◆ TASK DETAILS ◆
Below are records to return verbatim; the pictures are to be dropped.
[DATA FOR THIS EXERCISE — start]
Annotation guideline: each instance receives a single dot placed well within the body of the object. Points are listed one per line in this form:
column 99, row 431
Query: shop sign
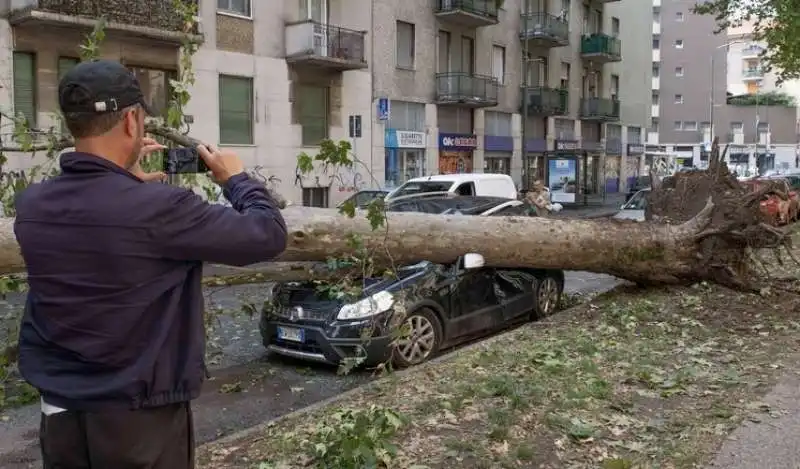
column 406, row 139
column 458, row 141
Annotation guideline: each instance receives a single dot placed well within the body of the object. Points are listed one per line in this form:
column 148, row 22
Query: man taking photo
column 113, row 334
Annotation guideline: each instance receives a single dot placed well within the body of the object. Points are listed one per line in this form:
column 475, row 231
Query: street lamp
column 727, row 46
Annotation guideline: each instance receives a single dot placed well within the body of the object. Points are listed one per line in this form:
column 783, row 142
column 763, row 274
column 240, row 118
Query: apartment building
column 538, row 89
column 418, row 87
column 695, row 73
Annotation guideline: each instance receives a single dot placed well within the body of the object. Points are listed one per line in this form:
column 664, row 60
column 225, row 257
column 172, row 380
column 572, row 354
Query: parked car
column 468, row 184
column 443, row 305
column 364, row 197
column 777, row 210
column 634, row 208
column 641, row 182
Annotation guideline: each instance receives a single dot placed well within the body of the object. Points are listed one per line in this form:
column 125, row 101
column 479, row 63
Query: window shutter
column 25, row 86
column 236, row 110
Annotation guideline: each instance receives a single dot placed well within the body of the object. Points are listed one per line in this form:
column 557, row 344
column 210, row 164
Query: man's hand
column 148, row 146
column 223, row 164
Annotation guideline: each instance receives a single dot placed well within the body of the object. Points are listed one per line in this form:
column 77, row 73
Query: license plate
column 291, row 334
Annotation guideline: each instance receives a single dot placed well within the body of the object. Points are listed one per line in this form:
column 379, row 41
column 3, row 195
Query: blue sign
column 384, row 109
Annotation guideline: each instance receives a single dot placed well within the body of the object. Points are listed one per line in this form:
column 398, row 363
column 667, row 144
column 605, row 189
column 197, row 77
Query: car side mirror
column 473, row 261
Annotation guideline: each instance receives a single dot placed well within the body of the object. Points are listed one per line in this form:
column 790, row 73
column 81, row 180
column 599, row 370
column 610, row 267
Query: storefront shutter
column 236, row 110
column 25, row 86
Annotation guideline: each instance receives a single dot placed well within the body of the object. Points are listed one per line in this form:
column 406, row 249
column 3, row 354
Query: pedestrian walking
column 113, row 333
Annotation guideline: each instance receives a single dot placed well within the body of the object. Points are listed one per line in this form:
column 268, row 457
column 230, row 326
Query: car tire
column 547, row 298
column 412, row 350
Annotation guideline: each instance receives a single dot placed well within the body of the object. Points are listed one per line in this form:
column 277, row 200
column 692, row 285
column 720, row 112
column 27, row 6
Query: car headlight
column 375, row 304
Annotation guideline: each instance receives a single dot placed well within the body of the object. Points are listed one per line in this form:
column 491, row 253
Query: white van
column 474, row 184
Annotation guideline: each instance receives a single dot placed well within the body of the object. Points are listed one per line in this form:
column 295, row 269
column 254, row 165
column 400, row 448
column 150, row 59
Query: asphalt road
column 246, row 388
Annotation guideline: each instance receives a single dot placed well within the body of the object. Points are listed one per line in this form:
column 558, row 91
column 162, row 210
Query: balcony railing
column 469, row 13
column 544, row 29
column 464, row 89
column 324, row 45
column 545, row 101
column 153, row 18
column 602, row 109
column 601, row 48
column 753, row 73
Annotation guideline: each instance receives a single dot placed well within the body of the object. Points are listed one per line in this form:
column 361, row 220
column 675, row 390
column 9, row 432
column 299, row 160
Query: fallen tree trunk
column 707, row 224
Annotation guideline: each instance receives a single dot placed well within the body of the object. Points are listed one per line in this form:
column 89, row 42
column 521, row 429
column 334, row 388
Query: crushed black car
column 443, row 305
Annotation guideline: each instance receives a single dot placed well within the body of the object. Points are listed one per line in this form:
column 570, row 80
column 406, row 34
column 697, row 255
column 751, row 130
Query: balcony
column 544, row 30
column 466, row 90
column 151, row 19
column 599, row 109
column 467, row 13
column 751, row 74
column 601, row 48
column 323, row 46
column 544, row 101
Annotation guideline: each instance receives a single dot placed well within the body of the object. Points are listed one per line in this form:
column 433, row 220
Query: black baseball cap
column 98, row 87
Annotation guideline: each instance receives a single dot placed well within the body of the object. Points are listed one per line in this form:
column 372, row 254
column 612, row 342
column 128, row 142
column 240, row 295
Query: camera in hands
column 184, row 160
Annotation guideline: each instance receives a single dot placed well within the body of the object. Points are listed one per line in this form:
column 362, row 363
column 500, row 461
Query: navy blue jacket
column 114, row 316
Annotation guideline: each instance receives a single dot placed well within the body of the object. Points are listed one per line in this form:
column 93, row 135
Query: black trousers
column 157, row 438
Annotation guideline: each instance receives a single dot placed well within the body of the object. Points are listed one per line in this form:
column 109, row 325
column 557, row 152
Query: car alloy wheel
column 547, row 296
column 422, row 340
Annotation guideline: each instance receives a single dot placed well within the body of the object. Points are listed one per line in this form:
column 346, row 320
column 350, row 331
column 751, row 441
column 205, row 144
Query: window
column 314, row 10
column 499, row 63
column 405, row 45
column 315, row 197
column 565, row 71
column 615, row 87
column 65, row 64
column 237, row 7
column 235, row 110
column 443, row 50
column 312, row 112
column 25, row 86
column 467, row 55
[DATA FOR THIS EXERCISE — finish]
◆ OUTPUT ◆
Annotation guideline: each instance receives a single dot placed well within the body of the object. Points are listed one per line in this form:
column 99, row 431
Query: shop sign
column 406, row 139
column 458, row 141
Annotation guideline: each instance receives a single dot placed well within the body of the object. Points are listed one per line in this form:
column 148, row 22
Query: man taking photo
column 113, row 334
Annotation guideline: each instance receives a single dot placed well within the body of the object. Points are listed one per line in this form:
column 475, row 231
Query: street lamp
column 727, row 46
Annotation guideline: each instance receives a single dot placed well within the body of the object. Points are listed one per line in this form:
column 783, row 142
column 763, row 274
column 240, row 118
Query: apartment building
column 538, row 89
column 418, row 87
column 695, row 73
Annotation guideline: each instance receives a single dot placed well within the body of the object. Points are listed one per line in this form:
column 664, row 60
column 225, row 257
column 172, row 380
column 572, row 354
Query: parked car
column 468, row 184
column 443, row 305
column 364, row 197
column 777, row 210
column 634, row 208
column 641, row 182
Annotation guideline: each instance receives a single dot placed well within the body of the object. Points are listed one per line in this form:
column 125, row 101
column 479, row 63
Query: window shutter
column 25, row 86
column 236, row 110
Annotation guideline: each instance receives a single dot placed well within the body of the object. Points are listed one per line in this form:
column 557, row 344
column 210, row 164
Query: man's hand
column 148, row 146
column 223, row 164
Annotation guideline: each instance receives a single dot placed well within the body of the object. Points are listed one per line in this form:
column 77, row 73
Query: license plate
column 291, row 334
Annotation guideline: each instance receives a single dot placed well within the body of the object. Points are listed one per line in this form:
column 379, row 41
column 3, row 195
Query: blue sign
column 384, row 109
Annotation guideline: each instance receives a single dot placed well within the body of the object. Points are listed one per line in this form:
column 398, row 363
column 667, row 144
column 605, row 189
column 197, row 77
Query: car side mirror
column 473, row 261
Annotation guideline: each instance receives a single dot placed well within the body of the object. Points are listed one per line in this form:
column 790, row 73
column 81, row 180
column 599, row 370
column 610, row 267
Query: storefront shutter
column 236, row 110
column 25, row 86
Annotation guideline: each instance receives a single dot placed well within the body of the object. Points are listed one per line in this form:
column 406, row 249
column 3, row 354
Query: pedestrian walking
column 113, row 333
Annotation guideline: each instance receives a single dot placed well within the body of the object. Points are listed one per line in this form:
column 268, row 457
column 230, row 326
Query: car tire
column 547, row 298
column 412, row 350
Annotation guideline: each instance receives a single dot placed well within the body of the object. Points are listed one per line in this form:
column 277, row 200
column 692, row 285
column 720, row 112
column 27, row 6
Query: car headlight
column 375, row 304
Annotation guideline: each instance receives a single dot placed well within the body of the object. Points are listed one per line in this form:
column 491, row 253
Query: white van
column 474, row 184
Annotation guideline: each instance receives a single dot placed well within the body of the object. Points are listed one per line in this form:
column 295, row 269
column 254, row 165
column 400, row 448
column 150, row 59
Query: asphalt road
column 246, row 388
Annotation guideline: each instance receives a single dot placed well within the body of the object. Points are listed one per line in this form:
column 558, row 91
column 162, row 210
Query: balcony railing
column 469, row 13
column 544, row 29
column 464, row 89
column 324, row 45
column 545, row 101
column 153, row 18
column 602, row 109
column 601, row 48
column 753, row 73
Annotation guideline: each instance receives a single dot placed well within the body of the object. Points are listed one per line in this form:
column 361, row 220
column 675, row 390
column 9, row 432
column 299, row 160
Query: fallen tree trunk
column 707, row 224
Annotation guideline: each instance receives a single dot placed well within the body of the object. Points are listed one per line in this form:
column 89, row 42
column 521, row 429
column 334, row 388
Query: crushed black car
column 443, row 305
Annotation guideline: each instance receives a single dot placed well within the body of the object. Points are listed one per line in this form:
column 570, row 80
column 406, row 34
column 697, row 255
column 751, row 130
Query: balcony
column 544, row 30
column 466, row 90
column 151, row 19
column 599, row 109
column 467, row 13
column 751, row 74
column 601, row 48
column 323, row 46
column 544, row 101
Annotation guideline: each instance receives a single dot placed well within the body of the object. Points are listed one per line in this form:
column 433, row 220
Query: black baseball cap
column 98, row 87
Annotation guideline: each instance receives a single dot placed well within the body of the object. Points are listed one per line in this form:
column 372, row 254
column 612, row 342
column 128, row 142
column 240, row 295
Query: camera in hands
column 184, row 160
Annotation guideline: each instance receives a single dot placed well within the body of the object. Points are listed one per line in this form:
column 362, row 363
column 500, row 461
Query: navy blue jacket
column 114, row 316
Annotation guideline: each instance receives a single dot placed well within the body of the object. Points are listed one per line in this form:
column 93, row 135
Query: black trousers
column 157, row 438
Annotation guideline: each instance receives a single dot placed well within the body of the object. Points are listed one per line in this form:
column 109, row 325
column 557, row 152
Query: car alloy wheel
column 547, row 296
column 422, row 340
Annotation guideline: each instance receives a single dot placed well within the body of the object. Points are listed one per line in this form:
column 346, row 320
column 350, row 331
column 751, row 441
column 205, row 144
Query: window
column 314, row 10
column 499, row 63
column 405, row 45
column 315, row 197
column 565, row 71
column 615, row 87
column 65, row 64
column 237, row 7
column 235, row 110
column 443, row 50
column 312, row 112
column 25, row 86
column 467, row 55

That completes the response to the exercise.